→ DIRECTIONS
Transcribe only the part of the listing below that begins at the line containing "task: trace the outline of the table lamp" and runs to its final line, keeping both ends.

→ RECORDS FOR THIS EXERCISE
-----

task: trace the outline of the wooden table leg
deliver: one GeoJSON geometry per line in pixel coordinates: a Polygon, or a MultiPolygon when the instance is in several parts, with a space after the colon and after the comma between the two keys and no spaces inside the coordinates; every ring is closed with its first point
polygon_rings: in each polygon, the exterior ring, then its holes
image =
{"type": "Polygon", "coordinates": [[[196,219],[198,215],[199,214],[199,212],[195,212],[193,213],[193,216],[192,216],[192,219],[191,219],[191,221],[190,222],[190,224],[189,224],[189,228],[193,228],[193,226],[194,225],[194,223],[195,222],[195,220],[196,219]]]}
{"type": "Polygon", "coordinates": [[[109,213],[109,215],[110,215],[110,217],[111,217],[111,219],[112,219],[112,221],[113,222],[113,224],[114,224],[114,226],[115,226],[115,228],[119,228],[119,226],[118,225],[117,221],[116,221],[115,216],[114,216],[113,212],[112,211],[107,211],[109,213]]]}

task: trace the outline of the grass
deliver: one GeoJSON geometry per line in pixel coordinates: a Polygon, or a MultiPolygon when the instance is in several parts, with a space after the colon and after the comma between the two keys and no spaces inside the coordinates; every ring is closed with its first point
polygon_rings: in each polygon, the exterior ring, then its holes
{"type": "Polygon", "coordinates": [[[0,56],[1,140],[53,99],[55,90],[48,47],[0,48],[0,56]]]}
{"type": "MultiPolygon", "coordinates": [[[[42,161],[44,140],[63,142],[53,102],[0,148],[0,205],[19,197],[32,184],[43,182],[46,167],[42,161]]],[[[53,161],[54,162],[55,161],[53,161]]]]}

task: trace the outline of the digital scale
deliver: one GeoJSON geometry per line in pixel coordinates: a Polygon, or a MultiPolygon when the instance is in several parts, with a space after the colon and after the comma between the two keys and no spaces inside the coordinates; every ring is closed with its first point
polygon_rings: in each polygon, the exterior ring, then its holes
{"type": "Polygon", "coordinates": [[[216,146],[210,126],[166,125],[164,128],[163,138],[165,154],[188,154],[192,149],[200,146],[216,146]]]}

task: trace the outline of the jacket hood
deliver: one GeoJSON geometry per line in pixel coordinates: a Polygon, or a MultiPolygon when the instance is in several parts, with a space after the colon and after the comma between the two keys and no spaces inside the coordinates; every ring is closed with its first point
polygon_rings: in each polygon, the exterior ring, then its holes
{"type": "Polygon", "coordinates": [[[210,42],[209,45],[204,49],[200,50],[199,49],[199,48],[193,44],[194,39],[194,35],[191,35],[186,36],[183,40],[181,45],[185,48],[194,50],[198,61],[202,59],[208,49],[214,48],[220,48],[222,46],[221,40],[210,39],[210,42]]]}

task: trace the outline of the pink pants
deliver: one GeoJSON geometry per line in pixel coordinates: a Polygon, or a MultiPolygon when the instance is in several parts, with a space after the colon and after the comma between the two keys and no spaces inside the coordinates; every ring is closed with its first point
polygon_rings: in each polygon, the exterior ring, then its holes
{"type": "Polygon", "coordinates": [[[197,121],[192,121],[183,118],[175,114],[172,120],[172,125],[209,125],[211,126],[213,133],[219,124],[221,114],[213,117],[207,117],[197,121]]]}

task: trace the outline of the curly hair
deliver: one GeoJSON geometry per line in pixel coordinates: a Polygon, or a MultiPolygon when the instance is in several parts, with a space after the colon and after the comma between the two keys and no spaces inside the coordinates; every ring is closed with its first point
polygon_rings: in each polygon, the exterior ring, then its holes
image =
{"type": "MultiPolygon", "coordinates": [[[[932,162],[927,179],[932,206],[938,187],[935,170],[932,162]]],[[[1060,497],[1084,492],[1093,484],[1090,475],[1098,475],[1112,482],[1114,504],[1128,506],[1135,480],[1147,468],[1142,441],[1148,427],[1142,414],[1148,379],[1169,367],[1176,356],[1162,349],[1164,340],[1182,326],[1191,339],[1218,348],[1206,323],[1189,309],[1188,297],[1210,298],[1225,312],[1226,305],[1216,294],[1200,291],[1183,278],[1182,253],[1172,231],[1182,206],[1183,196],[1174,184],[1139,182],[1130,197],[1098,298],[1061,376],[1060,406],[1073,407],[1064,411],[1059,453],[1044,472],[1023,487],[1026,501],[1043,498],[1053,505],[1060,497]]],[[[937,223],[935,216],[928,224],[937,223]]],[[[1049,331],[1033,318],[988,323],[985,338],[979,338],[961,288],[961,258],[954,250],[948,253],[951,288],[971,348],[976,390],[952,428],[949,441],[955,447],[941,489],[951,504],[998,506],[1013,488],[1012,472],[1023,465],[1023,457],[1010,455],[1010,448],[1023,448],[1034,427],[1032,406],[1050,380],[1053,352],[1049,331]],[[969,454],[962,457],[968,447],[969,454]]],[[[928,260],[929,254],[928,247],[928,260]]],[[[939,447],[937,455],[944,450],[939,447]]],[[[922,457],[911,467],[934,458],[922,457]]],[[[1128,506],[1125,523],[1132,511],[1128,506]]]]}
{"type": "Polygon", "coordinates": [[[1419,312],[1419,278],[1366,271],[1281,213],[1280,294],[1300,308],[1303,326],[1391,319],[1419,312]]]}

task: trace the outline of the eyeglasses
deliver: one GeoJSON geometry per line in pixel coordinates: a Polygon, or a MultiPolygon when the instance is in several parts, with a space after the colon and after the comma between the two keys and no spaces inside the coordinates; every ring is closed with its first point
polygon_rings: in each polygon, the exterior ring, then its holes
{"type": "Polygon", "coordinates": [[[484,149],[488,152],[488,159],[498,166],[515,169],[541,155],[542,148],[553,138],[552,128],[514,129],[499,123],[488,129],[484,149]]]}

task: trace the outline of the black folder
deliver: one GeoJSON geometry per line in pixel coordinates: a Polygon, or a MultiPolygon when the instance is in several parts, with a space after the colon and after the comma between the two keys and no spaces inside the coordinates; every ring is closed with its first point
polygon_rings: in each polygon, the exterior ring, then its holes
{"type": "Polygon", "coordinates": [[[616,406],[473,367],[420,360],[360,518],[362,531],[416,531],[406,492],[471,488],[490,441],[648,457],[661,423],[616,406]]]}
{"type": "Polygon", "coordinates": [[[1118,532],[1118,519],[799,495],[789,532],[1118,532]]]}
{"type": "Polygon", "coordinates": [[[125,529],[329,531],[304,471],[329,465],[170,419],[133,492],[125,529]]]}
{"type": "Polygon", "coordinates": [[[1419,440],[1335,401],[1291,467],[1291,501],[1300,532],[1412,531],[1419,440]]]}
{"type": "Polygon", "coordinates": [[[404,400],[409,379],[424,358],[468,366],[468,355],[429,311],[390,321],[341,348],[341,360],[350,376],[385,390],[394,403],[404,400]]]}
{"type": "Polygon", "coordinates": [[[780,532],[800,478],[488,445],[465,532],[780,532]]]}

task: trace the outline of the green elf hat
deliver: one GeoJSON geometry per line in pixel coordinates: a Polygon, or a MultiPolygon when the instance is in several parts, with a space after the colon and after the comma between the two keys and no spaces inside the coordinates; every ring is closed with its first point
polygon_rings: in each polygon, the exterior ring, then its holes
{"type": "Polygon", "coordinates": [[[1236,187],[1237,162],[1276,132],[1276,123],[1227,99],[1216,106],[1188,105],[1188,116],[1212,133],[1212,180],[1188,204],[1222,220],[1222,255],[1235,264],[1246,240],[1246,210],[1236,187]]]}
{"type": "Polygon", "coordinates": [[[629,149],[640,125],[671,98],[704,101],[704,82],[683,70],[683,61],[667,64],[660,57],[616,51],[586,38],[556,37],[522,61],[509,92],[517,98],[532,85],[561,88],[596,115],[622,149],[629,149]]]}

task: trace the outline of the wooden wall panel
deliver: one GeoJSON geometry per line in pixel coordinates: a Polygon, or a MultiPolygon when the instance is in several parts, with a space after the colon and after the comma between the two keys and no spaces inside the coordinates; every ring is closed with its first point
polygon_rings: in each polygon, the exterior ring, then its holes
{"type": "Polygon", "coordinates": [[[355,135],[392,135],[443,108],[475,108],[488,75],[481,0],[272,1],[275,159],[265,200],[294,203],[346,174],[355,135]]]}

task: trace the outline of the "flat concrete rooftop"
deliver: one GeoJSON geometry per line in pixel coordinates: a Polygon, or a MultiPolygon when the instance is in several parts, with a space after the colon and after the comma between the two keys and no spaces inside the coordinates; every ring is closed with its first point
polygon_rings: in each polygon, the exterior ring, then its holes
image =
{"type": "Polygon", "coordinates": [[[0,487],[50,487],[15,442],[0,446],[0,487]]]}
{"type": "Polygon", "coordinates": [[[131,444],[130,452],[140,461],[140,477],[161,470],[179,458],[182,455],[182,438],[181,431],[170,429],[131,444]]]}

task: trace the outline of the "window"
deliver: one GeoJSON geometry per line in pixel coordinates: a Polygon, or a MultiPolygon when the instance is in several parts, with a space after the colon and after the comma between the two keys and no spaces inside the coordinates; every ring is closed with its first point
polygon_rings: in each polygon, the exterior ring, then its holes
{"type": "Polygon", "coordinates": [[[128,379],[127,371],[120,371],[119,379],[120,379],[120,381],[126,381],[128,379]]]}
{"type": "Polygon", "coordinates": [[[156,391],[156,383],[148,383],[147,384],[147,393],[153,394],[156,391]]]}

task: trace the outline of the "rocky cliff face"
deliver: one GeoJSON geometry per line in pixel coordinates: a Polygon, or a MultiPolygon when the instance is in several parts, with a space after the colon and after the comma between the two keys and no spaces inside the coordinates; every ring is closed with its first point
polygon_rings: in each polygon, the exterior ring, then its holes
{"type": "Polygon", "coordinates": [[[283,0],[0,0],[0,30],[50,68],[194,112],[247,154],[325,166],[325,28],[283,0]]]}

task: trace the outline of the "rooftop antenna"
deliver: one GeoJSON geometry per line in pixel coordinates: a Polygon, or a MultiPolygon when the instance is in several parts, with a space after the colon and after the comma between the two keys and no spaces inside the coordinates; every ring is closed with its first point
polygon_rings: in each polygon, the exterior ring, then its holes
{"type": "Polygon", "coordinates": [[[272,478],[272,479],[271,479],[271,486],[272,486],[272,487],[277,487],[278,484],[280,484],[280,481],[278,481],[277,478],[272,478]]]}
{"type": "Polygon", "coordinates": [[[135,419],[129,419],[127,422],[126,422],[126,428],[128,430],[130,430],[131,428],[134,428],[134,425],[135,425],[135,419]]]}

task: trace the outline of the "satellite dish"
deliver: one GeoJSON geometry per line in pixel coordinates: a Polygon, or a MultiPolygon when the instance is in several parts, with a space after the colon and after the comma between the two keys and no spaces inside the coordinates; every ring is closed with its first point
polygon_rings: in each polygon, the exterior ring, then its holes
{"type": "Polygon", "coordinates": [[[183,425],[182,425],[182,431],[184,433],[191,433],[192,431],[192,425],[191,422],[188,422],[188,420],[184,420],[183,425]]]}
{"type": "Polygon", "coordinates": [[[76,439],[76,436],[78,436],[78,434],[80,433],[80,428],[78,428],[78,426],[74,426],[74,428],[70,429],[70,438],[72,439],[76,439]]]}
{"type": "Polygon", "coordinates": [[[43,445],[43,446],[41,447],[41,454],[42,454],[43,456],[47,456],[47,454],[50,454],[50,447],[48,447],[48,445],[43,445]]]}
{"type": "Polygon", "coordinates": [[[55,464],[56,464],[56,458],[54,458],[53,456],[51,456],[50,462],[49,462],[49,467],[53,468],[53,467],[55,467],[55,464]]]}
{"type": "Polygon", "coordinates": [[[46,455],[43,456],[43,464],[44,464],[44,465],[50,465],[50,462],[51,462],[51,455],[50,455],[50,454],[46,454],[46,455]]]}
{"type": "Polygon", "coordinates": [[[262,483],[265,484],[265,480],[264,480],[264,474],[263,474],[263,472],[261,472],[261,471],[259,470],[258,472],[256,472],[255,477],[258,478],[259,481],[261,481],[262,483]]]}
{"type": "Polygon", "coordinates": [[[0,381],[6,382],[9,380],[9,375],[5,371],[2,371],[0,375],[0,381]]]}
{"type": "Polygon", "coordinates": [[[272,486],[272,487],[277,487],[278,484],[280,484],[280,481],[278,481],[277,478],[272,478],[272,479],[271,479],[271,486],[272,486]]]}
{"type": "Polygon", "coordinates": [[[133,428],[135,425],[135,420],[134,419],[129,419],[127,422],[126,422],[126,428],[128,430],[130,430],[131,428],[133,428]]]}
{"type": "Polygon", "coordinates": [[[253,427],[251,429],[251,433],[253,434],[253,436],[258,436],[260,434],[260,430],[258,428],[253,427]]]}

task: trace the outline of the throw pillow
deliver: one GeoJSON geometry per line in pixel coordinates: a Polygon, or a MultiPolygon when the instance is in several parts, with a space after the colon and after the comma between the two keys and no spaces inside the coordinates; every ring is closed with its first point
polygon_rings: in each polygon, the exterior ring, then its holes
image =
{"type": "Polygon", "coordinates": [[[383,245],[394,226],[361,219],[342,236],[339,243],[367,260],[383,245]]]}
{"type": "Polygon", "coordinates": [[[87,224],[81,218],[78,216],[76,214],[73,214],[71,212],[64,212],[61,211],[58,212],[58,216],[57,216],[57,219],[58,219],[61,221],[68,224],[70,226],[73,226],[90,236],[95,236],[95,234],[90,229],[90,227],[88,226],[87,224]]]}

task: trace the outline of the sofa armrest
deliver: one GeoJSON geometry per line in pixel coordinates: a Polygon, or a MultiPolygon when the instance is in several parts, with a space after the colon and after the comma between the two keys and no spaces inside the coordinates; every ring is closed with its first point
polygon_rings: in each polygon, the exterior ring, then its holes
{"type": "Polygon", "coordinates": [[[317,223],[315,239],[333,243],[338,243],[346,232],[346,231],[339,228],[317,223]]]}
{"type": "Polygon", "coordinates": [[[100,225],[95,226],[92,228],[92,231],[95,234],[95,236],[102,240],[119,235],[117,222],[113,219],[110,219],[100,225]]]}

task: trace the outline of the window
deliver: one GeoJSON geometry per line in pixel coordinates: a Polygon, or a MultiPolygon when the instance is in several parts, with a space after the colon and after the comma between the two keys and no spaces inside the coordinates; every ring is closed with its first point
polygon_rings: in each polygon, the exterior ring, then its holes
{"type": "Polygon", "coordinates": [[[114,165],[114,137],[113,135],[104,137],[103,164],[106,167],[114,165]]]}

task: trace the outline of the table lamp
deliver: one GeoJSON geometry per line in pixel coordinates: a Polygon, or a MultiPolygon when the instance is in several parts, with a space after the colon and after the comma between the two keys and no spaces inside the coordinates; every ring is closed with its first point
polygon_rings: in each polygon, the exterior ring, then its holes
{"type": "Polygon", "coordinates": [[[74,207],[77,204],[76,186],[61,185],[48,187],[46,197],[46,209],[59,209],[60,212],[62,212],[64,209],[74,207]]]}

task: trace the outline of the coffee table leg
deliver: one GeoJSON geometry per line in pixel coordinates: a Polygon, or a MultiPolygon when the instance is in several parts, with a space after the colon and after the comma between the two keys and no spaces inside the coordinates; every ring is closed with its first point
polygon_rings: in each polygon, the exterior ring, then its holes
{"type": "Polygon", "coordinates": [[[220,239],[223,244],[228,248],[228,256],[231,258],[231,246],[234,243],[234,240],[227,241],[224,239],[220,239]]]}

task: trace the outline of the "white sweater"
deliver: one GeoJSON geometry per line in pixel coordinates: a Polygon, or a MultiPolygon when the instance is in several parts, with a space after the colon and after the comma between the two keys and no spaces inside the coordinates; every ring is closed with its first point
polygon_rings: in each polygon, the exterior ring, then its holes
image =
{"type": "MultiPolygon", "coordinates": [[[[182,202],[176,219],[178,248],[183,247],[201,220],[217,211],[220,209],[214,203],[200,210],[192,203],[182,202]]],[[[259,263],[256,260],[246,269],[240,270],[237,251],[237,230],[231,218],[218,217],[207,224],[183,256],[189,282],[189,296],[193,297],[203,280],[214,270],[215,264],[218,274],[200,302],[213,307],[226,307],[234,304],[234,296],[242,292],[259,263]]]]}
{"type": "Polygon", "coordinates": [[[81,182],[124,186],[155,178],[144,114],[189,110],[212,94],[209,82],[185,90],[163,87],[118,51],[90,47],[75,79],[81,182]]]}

-----

→ COMPLETED TASK
task: trace the outline of the table lamp
deliver: one GeoJSON geometry per line in pixel coordinates: a Polygon, or a MultiPolygon when the instance is in several parts, with a space after the colon and after the comma between the two keys and no spaces inside the coordinates; every ring is closed with its first point
polygon_rings: in each polygon, the exterior ring, then its holes
{"type": "Polygon", "coordinates": [[[74,207],[77,204],[76,186],[61,185],[48,187],[46,197],[46,209],[59,209],[60,212],[62,212],[64,209],[74,207]]]}

task: trace the outline of the coffee table leg
deliver: one GeoJSON geometry per line in pixel coordinates: a Polygon, or a MultiPolygon when the instance is in several parts, with a space after the colon and after the comma between the two keys and no spaces inside the coordinates; every ring is closed with its first point
polygon_rings: in each polygon, the exterior ring, then its holes
{"type": "Polygon", "coordinates": [[[220,239],[223,244],[228,248],[228,256],[231,258],[231,246],[234,243],[234,240],[227,241],[224,239],[220,239]]]}

task: trace the outline of the "white sweater"
deliver: one GeoJSON geometry per line in pixel coordinates: a Polygon, or a MultiPolygon when the instance is in several parts, with a space after the colon and after the comma between the two keys and no spaces inside the coordinates; every ring is closed with its first point
polygon_rings: in each polygon, the exterior ring, then its holes
image =
{"type": "MultiPolygon", "coordinates": [[[[182,202],[176,219],[178,248],[183,247],[201,220],[217,211],[220,209],[214,203],[200,210],[192,203],[182,202]]],[[[259,263],[256,260],[246,269],[240,270],[237,251],[237,230],[231,218],[218,217],[207,224],[183,256],[189,282],[189,296],[193,297],[203,280],[214,270],[215,264],[218,274],[200,302],[213,307],[226,307],[234,304],[234,296],[242,292],[259,263]]]]}
{"type": "Polygon", "coordinates": [[[81,182],[124,186],[155,178],[144,114],[189,110],[212,94],[209,82],[185,90],[163,87],[118,51],[90,47],[75,79],[81,182]]]}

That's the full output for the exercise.